WHAT IS REQUIRED:
Rewrite the passage of the issue thread starting at "Closed cppxaxa closed" and ending at "in their library.", replacing "quick response" with "fast reply".

Closed cppxaxa closed 1 year ago
Thanks for the report! This is an implementation detail of tiktoken that is subject to change (as opposed to the public encoding_for_model API); can you link me to why haystack needs access to these?
Thanks for the quick response. Unfortunately, I don't have any links on why haystack needs it in their library.
Another update: The haystack tutorial started to work again. Seems haystack is now applying some workarounds on the version of tiktoken. You can close the issue for now.
Colab logs: Collecting tiktoken<0.5.0,>=0.3.2 (from farm-haystack[colab,inference]) Downloading tiktoken-0.4.0-cp310-cp310-manylinux_2_17_x86_64.manylinux2014_x86_64.whl (1.7 MB)
The place where tiktoken is used haystack: https://github.com/deepset-ai/haystack/blob/94c5d6d216cfad5a06484e17614be72a7c2d5af1/haystack/utils/openai_utils.py#L10
Okay, I see. I should add an encoding_name_for_model
, in case they're trying to do the lookup without instantiating encodings. I'll add this API later today and revert the constant names so cross compatibility is easier.

LISTING:
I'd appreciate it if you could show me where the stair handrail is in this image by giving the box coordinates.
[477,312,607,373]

* * *

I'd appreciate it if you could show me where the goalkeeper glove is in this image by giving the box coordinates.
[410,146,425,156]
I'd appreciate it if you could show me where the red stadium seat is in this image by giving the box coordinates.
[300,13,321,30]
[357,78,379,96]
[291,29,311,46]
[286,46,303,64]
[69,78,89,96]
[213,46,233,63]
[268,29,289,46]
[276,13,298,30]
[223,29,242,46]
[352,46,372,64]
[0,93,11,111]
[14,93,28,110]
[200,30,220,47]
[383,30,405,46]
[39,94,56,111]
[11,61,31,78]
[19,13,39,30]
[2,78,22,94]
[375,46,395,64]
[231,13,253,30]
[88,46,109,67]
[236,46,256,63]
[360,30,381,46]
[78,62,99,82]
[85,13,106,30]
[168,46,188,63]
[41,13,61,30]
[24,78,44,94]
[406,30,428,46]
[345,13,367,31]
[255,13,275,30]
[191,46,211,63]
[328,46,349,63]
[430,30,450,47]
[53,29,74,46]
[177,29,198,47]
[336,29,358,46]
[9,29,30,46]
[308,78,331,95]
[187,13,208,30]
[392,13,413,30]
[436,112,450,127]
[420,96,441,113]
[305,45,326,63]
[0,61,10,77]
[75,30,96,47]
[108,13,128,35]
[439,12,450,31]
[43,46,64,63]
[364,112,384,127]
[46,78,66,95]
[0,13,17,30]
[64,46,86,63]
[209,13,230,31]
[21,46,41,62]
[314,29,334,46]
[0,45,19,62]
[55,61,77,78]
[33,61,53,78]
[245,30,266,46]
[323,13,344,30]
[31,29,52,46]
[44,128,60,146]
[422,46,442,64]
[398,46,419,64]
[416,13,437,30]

...

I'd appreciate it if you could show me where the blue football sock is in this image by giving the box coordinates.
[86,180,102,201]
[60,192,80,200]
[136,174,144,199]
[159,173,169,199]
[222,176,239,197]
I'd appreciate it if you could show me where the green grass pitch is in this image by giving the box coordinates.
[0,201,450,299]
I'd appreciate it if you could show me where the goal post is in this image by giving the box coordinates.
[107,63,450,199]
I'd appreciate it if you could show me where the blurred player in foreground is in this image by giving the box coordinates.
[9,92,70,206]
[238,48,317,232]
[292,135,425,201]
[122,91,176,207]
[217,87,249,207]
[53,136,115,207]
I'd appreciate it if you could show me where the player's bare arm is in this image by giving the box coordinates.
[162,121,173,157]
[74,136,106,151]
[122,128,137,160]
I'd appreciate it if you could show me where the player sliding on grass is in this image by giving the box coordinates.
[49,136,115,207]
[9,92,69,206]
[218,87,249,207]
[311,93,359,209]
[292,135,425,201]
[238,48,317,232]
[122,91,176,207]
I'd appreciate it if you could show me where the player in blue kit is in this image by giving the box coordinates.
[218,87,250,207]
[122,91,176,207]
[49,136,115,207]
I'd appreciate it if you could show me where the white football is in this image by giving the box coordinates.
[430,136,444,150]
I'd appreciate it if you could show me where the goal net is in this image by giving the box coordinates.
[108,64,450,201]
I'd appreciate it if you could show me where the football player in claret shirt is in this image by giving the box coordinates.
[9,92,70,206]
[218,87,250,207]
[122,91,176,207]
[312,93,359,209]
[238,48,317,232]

EXERCISE RESULT:
Closed cppxaxa closed 1 year ago
Thanks for the report! This is an implementation detail of tiktoken that is subject to change (as opposed to the public encoding_for_model API); can you link me to why haystack needs access to these?
Thanks for the fast reply. Unfortunately, I don't have any links on why haystack needs it in their library.